Required action: The records below are to be written out exactly, with every picture omitted.

Stored items from a collection
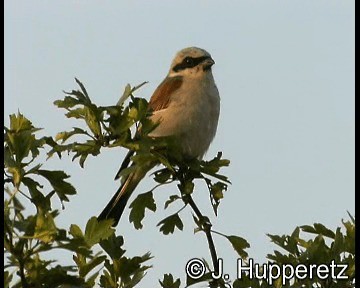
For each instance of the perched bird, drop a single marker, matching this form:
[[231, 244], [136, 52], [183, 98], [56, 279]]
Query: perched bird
[[186, 105]]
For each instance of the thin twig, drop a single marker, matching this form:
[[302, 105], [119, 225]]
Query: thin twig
[[207, 229]]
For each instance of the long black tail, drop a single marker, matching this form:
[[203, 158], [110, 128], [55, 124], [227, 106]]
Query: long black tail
[[117, 204]]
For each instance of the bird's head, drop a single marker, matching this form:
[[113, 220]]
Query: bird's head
[[191, 62]]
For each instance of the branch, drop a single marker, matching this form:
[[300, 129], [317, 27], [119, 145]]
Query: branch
[[206, 227]]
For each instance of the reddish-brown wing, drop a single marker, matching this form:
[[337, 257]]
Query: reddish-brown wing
[[161, 97]]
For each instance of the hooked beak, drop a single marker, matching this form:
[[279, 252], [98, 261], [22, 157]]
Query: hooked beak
[[208, 62]]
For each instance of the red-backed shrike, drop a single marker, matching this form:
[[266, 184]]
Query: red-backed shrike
[[186, 105]]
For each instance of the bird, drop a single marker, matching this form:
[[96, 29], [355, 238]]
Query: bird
[[186, 106]]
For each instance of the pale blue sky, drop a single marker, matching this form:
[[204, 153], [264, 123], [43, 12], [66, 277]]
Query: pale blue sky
[[285, 72]]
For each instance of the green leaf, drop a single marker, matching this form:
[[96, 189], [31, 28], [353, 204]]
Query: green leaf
[[126, 94], [172, 198], [96, 231], [162, 175], [20, 122], [63, 136], [37, 197], [168, 282], [112, 246], [45, 229], [138, 206], [168, 224], [56, 179], [76, 232], [239, 244], [86, 267], [318, 228]]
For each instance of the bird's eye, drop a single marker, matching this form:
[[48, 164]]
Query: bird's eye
[[189, 61]]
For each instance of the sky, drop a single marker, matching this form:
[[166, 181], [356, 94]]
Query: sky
[[285, 71]]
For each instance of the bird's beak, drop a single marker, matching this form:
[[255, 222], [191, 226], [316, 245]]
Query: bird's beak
[[208, 62]]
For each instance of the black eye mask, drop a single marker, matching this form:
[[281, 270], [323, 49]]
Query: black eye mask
[[189, 62]]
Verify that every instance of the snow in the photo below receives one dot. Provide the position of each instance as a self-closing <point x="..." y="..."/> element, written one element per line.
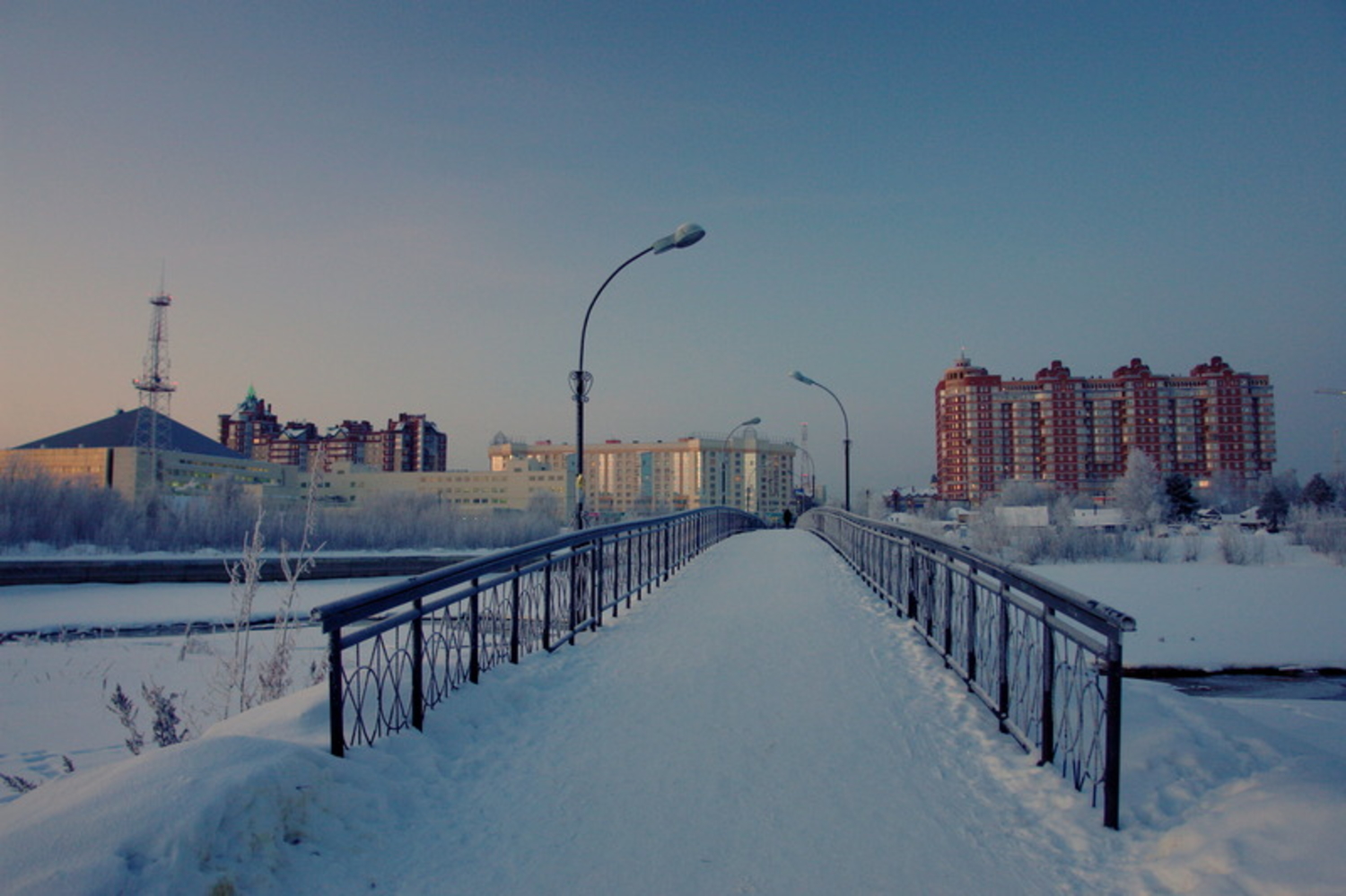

Written answer:
For each instance of the perched bird, drop a single marker, matching this form:
[[231, 244], [136, 52], [183, 98], [56, 279]]
Query: perched bird
[[186, 105]]
For each instance of the thin twig, drop a single marker, matching this form:
[[302, 105], [119, 225]]
Query: thin twig
[[207, 229]]
For each instance of the long black tail, drop a single marker, matching this form:
[[203, 158], [110, 128], [55, 124], [227, 106]]
Query: long black tail
[[117, 204]]
For each instance of the bird's head, drop a single marker, matching this form:
[[113, 220]]
Query: bird's head
[[191, 62]]
For each instance of the branch, drop a single marker, matching this form:
[[300, 129], [317, 27], [119, 145]]
Query: branch
[[206, 227]]
For each instance of the reddish-brown wing, drop a single marker, matching this form:
[[337, 257]]
Query: reddish-brown wing
[[161, 97]]
For each instance of the hooked beak, drop a single marker, matching this form:
[[279, 252], [98, 261], [22, 157]]
Query: hooked beak
[[208, 62]]
For each instance of the red-backed shrike, drop a single marker, matching this form:
[[266, 184]]
Query: red-backed shrike
[[186, 105]]
For each instance of the bird, drop a single marker, matching this form:
[[96, 29], [355, 238]]
Query: bird
[[186, 106]]
For each instance of the pale blue sky, drop a single marker, matching this form:
[[204, 153], [264, 123], [43, 12], [66, 277]]
Query: pale blue sky
[[285, 72]]
For each instance of the green leaf, drop a single marker, matching this form:
[[96, 189], [31, 28], [353, 204]]
Query: green leaf
[[126, 94], [172, 198], [96, 231], [162, 175], [20, 122], [63, 136], [37, 197], [168, 282], [112, 246], [45, 229], [138, 206], [168, 224], [56, 179], [76, 232], [239, 244], [86, 267], [318, 228]]
For each instance of the bird's eye, drop a single marker, matching this form:
[[48, 164]]
Query: bird's eye
[[189, 61]]
For each instance of the sky, drop a single marker, matching this form:
[[166, 181], [356, 94]]
Query: sky
[[285, 71]]
For each instance of the bird's beak, drop a single marker, matching this form:
[[255, 222], [191, 226], [316, 245]]
Query: bird's beak
[[208, 62]]
For each instance of the black eye mask, drop a single marker, matching this form:
[[281, 270], [323, 49]]
Query: black eye mask
[[189, 62]]
Verify that every instance of the snow in the photo below receives one dot. Provide the position of each instance as a self-closing <point x="..." y="..."/> element, written one element per line.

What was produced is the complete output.